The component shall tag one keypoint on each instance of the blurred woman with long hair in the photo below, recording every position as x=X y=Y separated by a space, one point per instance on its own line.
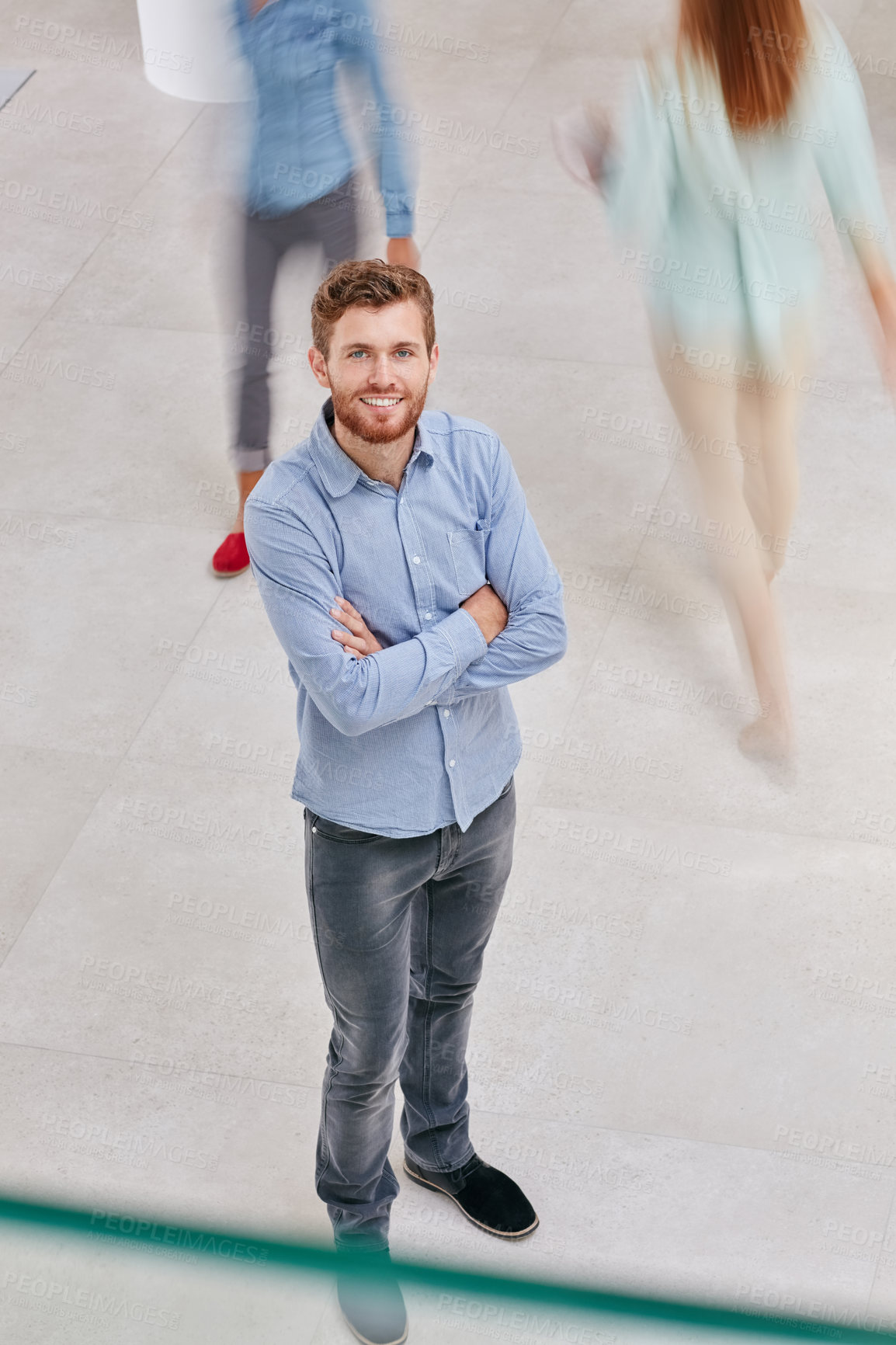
x=710 y=187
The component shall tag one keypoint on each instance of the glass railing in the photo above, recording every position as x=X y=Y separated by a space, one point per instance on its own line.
x=81 y=1275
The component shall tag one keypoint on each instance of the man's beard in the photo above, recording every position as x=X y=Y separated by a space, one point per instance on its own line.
x=350 y=413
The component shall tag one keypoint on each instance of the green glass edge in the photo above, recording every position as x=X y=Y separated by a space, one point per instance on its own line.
x=311 y=1258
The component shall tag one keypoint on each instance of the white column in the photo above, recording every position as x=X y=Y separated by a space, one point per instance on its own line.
x=190 y=51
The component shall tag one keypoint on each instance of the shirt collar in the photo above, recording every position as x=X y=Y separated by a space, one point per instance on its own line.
x=341 y=472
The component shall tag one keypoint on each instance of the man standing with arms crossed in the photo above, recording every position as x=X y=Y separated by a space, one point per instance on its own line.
x=405 y=579
x=301 y=190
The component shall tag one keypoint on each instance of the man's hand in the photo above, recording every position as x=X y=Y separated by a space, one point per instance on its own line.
x=488 y=611
x=402 y=252
x=359 y=642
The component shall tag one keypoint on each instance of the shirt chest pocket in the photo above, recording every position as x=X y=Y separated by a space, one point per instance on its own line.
x=468 y=554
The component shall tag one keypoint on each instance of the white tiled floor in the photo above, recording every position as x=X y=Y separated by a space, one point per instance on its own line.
x=686 y=1058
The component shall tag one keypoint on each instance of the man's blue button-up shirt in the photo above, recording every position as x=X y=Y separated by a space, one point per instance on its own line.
x=422 y=733
x=300 y=151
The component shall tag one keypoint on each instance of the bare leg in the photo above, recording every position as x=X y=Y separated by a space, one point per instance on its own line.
x=708 y=411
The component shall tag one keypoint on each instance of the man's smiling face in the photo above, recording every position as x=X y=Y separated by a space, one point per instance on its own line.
x=378 y=370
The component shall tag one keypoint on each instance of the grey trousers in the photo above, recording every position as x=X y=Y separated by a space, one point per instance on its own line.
x=400 y=928
x=330 y=224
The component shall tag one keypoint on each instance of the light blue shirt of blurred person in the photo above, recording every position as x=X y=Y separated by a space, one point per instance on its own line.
x=300 y=151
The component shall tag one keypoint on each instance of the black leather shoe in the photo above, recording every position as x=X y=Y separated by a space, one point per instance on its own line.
x=488 y=1197
x=372 y=1302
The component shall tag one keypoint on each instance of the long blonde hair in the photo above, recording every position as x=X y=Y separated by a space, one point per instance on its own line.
x=755 y=46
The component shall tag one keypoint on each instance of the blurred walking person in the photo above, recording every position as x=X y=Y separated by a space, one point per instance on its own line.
x=710 y=187
x=303 y=189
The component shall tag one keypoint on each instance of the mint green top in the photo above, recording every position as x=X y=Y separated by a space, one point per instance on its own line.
x=717 y=221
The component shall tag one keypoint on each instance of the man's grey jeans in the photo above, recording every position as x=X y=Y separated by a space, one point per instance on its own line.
x=332 y=224
x=400 y=927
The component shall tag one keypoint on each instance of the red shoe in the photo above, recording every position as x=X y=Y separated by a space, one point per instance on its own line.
x=231 y=557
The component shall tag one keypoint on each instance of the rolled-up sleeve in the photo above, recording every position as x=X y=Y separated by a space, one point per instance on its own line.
x=525 y=579
x=297 y=587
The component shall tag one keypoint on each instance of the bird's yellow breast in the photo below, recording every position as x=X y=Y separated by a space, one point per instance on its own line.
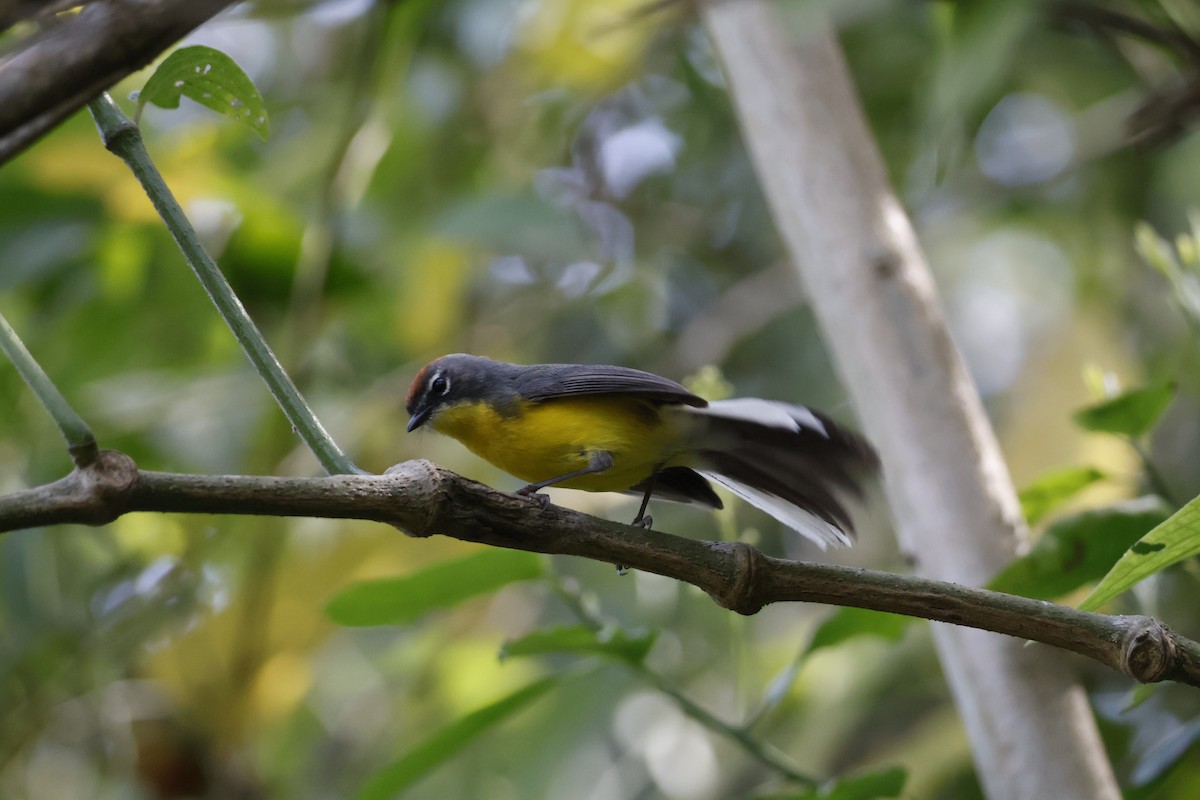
x=538 y=441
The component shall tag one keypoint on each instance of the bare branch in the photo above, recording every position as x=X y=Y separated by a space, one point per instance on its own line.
x=61 y=68
x=423 y=499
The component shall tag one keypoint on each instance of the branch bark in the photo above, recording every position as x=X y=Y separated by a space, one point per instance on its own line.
x=423 y=499
x=61 y=68
x=1029 y=720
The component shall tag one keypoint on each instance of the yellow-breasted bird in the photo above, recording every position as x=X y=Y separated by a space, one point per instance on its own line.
x=606 y=428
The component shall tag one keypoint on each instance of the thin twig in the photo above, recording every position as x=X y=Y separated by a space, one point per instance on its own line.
x=81 y=440
x=124 y=139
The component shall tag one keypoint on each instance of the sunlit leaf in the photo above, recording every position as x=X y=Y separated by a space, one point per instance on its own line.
x=615 y=643
x=400 y=601
x=1054 y=488
x=1170 y=542
x=1132 y=413
x=887 y=782
x=448 y=741
x=213 y=79
x=849 y=623
x=1080 y=548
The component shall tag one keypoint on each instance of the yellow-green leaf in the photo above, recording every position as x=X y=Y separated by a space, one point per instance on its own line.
x=1176 y=539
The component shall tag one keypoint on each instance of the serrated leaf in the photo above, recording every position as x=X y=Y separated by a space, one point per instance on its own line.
x=887 y=782
x=613 y=643
x=1131 y=414
x=1176 y=539
x=1054 y=488
x=403 y=600
x=213 y=79
x=849 y=623
x=1079 y=548
x=447 y=743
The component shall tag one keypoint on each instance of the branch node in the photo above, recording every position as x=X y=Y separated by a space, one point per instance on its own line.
x=105 y=486
x=739 y=591
x=84 y=453
x=1149 y=650
x=425 y=479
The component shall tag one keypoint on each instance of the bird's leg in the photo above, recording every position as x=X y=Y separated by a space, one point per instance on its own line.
x=598 y=462
x=643 y=519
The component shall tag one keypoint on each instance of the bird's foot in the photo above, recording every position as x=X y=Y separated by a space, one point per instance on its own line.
x=534 y=495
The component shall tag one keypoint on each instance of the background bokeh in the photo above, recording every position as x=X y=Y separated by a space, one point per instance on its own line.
x=550 y=180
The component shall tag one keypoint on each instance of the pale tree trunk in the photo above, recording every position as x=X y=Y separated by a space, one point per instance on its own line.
x=1031 y=729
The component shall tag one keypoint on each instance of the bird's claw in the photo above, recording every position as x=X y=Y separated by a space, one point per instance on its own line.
x=534 y=495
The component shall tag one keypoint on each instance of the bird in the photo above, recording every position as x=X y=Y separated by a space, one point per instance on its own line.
x=610 y=428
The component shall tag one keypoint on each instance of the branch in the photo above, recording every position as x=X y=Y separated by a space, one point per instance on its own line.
x=423 y=499
x=857 y=256
x=61 y=68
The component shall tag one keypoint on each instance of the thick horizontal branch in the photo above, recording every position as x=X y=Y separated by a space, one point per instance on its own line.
x=58 y=71
x=423 y=499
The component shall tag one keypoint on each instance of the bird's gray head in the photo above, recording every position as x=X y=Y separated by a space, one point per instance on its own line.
x=454 y=379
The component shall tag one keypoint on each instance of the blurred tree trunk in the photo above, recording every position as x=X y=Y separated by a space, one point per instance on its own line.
x=1031 y=728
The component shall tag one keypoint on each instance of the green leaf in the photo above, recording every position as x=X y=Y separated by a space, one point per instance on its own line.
x=849 y=623
x=865 y=786
x=213 y=79
x=613 y=643
x=1079 y=548
x=1129 y=414
x=447 y=743
x=1054 y=488
x=403 y=600
x=1176 y=539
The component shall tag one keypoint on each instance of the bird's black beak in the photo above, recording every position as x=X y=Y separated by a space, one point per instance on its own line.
x=420 y=417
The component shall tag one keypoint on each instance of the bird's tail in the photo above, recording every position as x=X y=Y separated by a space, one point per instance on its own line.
x=789 y=461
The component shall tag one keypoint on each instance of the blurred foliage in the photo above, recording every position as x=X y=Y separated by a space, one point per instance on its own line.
x=564 y=181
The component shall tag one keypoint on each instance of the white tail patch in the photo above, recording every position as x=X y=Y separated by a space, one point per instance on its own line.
x=768 y=413
x=803 y=522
────
The records above need retyping in full. Omit the pictures, and change nothing else.

The component shall tag one keypoint on each instance of the blurred woman with long hair in the photo below, recording every position as x=X y=Y separated by a space, one point per instance on its own line.
x=710 y=187
The component shall tag one keypoint on each instance of the glass railing in the photo above, recording every position as x=X y=Y separated by a space, one point per instance on its own line.
x=81 y=1275
The component shall tag one keypoint on each instance of the man's beard in the photo above, recording every position as x=X y=Y separated by a space, one point per instance on its own line.
x=350 y=413
The component shall tag one keypoint on each instance of the green glass edge in the photo above, recording every position as x=X y=Y separated by a space, one point per instance on its own line.
x=311 y=1258
The component shall tag one keypoint on each instance of the white column in the photo above, recording every position as x=X y=Y separated by a space, one point per instance on its own line.
x=190 y=51
The component shall tag one keypoint on each instance of the shirt collar in the photo above, recording every position as x=X y=Y separated by a space, one point per instance on its own line.
x=341 y=472
The component shall tag one keypoint on each instance of the man standing with arms crossed in the photo above, recording every position as x=X y=Y separated by a space, one point per instance on its own line.
x=405 y=579
x=301 y=190
The component shall tag one keypoint on each instance of the man's hand in the photo above, recording every position as x=X y=Y separated by a space, one point per instance on its own line.
x=488 y=611
x=402 y=252
x=359 y=642
The component shall tag one keypoint on each instance of the shirt chest pocket in the photo above, recording every position as x=X y=Y separated by a space, one point per instance on its own line.
x=468 y=554
The component shall tag one keypoint on each instance of the white tiled floor in the photo above, recording every position as x=X y=Y separated by a space, one point per instance on its own line.
x=686 y=1058
The component shall tag one keypoint on each instance of the man's blue button-up shirt in the photo above, recording every position as x=X y=Y separated by a space, one point per instance on its own line.
x=422 y=733
x=300 y=151
The component shall tag one keypoint on each instance of the bare leg in the photo above, recording every position as x=X y=Y separated by a space, one point per instance on its own line.
x=708 y=411
The component shall tag one keypoint on each instance of the man's smiling face in the photo above, recording every position as x=X y=Y separated by a space, one point per instance on its own line.
x=378 y=370
The component shall tag one keypoint on each instance of the grey trousers in the photo above, recording every position as x=X y=Y separated by a space, one point per instance on its own line.
x=400 y=928
x=330 y=224
The component shall tag one keypoint on each instance of the light blue shirt of blurred person in the photo above, recording every position as x=X y=Y separated by a space, one point per instance on its own line.
x=300 y=151
The component shall tag one keypoint on each instance of the black leather shoe in the photo above, recording every position as x=X y=Y separated by a space, one point per instance on its own line.
x=488 y=1197
x=372 y=1302
The component shall tag one keypoint on each instance of the long blonde hair in the photo above, recording every position as x=X y=Y separated by a space, one point per instance on its own line.
x=755 y=46
The component shall tag one keypoint on each instance of the blurred walking person in the photo above, recording every position as x=X y=Y separated by a space, one point per instance on its own line.
x=710 y=187
x=303 y=189
The component shall tag one keypoint on each instance of the mint green top in the photo above, recording every position as x=X y=Y separated by a space, one point per instance on its own line.
x=717 y=221
The component shall tag one keypoint on each instance of the man's grey jeans in the photo above, recording every position as x=X y=Y separated by a space, one point per instance on its own line.
x=332 y=224
x=400 y=927
The component shall tag one keypoint on each instance of the red shoe in the photo above, recording every position as x=X y=Y separated by a space, one point per instance on its own line.
x=231 y=557
The component shall tag one keypoint on each instance of the rolled-up sleeve in the photo above, recording every position as x=X y=Y separated by a space, one point per instance on its own line.
x=525 y=579
x=297 y=587
The component shall tag one keypoint on each instance of the bird's yellow breast in the photo below, recording every position as x=X y=Y separated by a space, one point per instance on its own line.
x=538 y=441
The component shall tag one keypoint on each instance of the bare branch in the photo above, recording every position as x=X y=Y separated by a space, one point per instance on its own line.
x=61 y=68
x=423 y=499
The component shall tag one keypoint on each instance of the branch bark in the photo above, recording every position as x=X y=Y separated by a space, one point per instance on its own line.
x=423 y=499
x=61 y=68
x=1029 y=720
The component shall tag one keypoint on each instance of the yellow-breasted bird in the photo above, recording every position as x=X y=Y separated by a space, one point per instance on its own line.
x=606 y=428
The component shall tag one keypoint on each instance of the thin twig in the photo above, recording every position as x=X y=Y separated by a space, one point per instance on its own line.
x=81 y=440
x=124 y=139
The component shall tag one keypoint on each instance of the sunlit leaf in the photo above, recording every position as x=X y=Y separated by a space, one point per instance on its own line.
x=615 y=643
x=400 y=601
x=1054 y=488
x=1170 y=542
x=1132 y=413
x=887 y=782
x=448 y=741
x=213 y=79
x=849 y=623
x=1080 y=548
The component shall tag one keypoint on each instance of the yellow-green leaf in the photo above, recording every position as x=X y=Y separated by a space, one point per instance on its own line.
x=1176 y=539
The component shall tag one keypoint on each instance of the serrated leaf in the photo above, recording every position as x=X y=Y separated by a space, one point per instance on its own line.
x=887 y=782
x=613 y=643
x=1131 y=414
x=1176 y=539
x=1054 y=488
x=403 y=600
x=213 y=79
x=849 y=623
x=1079 y=548
x=447 y=743
The component shall tag one keypoint on each instance of the branch node in the photo above, recording every position as x=X y=Y separated by a space, one point per instance on its own line.
x=105 y=486
x=739 y=591
x=84 y=453
x=1149 y=650
x=425 y=479
The component shall tag one keypoint on each instance of the bird's leg in the photo above, recording every position as x=X y=Y separated by a space, one point per instance on its own line.
x=598 y=462
x=643 y=519
The component shall tag one keypoint on each instance of the bird's foot in the photo above, recording every position as x=X y=Y separated by a space, one point per instance on its own line.
x=534 y=495
The component shall tag one keypoint on each instance of the background bokeh in the photo above, recording every position as x=X y=Y separated by a space, one point per instance on its own line.
x=550 y=180
The component shall tag one keypoint on each instance of the pale tree trunk in the photo above, recording every position as x=X y=Y separated by a space, one point per instance on its own line.
x=1031 y=729
The component shall tag one keypoint on each instance of the bird's claw in the photo above, recording every position as x=X y=Y separated by a space, one point per instance on its own line.
x=534 y=495
The component shall tag one keypoint on each instance of the bird in the photo above, recording every position as x=X y=Y separated by a space, one point per instance on its own line.
x=610 y=428
The component shall tag one keypoint on each instance of the branch in the photo above, recording every position as x=X y=Y separated by a space, one point per instance on its own line.
x=423 y=499
x=857 y=256
x=61 y=68
The component shall tag one keypoint on each instance of the thick horizontal branch in the photo above, recording every position as x=X y=Y separated by a space, one point per instance on its own line.
x=58 y=71
x=423 y=499
The component shall tag one keypoint on each instance of the bird's gray head in the photo above, recording every position as x=X y=Y separated by a space, one point per instance on its own line.
x=454 y=379
The component shall tag one keypoint on each instance of the blurred tree trunk in the photo above, recording every position as x=X y=Y separated by a space, one point per instance on its own line.
x=1031 y=728
The component shall tag one keypoint on each instance of the green leaf in the photo above, recording every position as x=X y=Y separated by a space, one point per instance on its own line.
x=849 y=623
x=865 y=786
x=213 y=79
x=613 y=643
x=1079 y=548
x=1129 y=414
x=447 y=743
x=1054 y=488
x=403 y=600
x=1176 y=539
The component shall tag one keypoint on each instance of the bird's black beak in the photo above, recording every position as x=X y=Y separated by a space, one point per instance on its own line.
x=420 y=417
The component shall tag one keypoint on each instance of the bird's tail in the photo above, recording every position as x=X y=Y separated by a space, one point per instance on its own line.
x=789 y=461
The component shall tag one keypoint on each instance of the blurred foliage in the photo above, recording every position as x=X y=Y separated by a space, one point per instance on its own line.
x=564 y=181
The component shall tag one keypoint on each instance of the white tail patch in the photo above, recording every position as x=X y=Y separated by a space, one point per instance on its own line.
x=768 y=413
x=803 y=522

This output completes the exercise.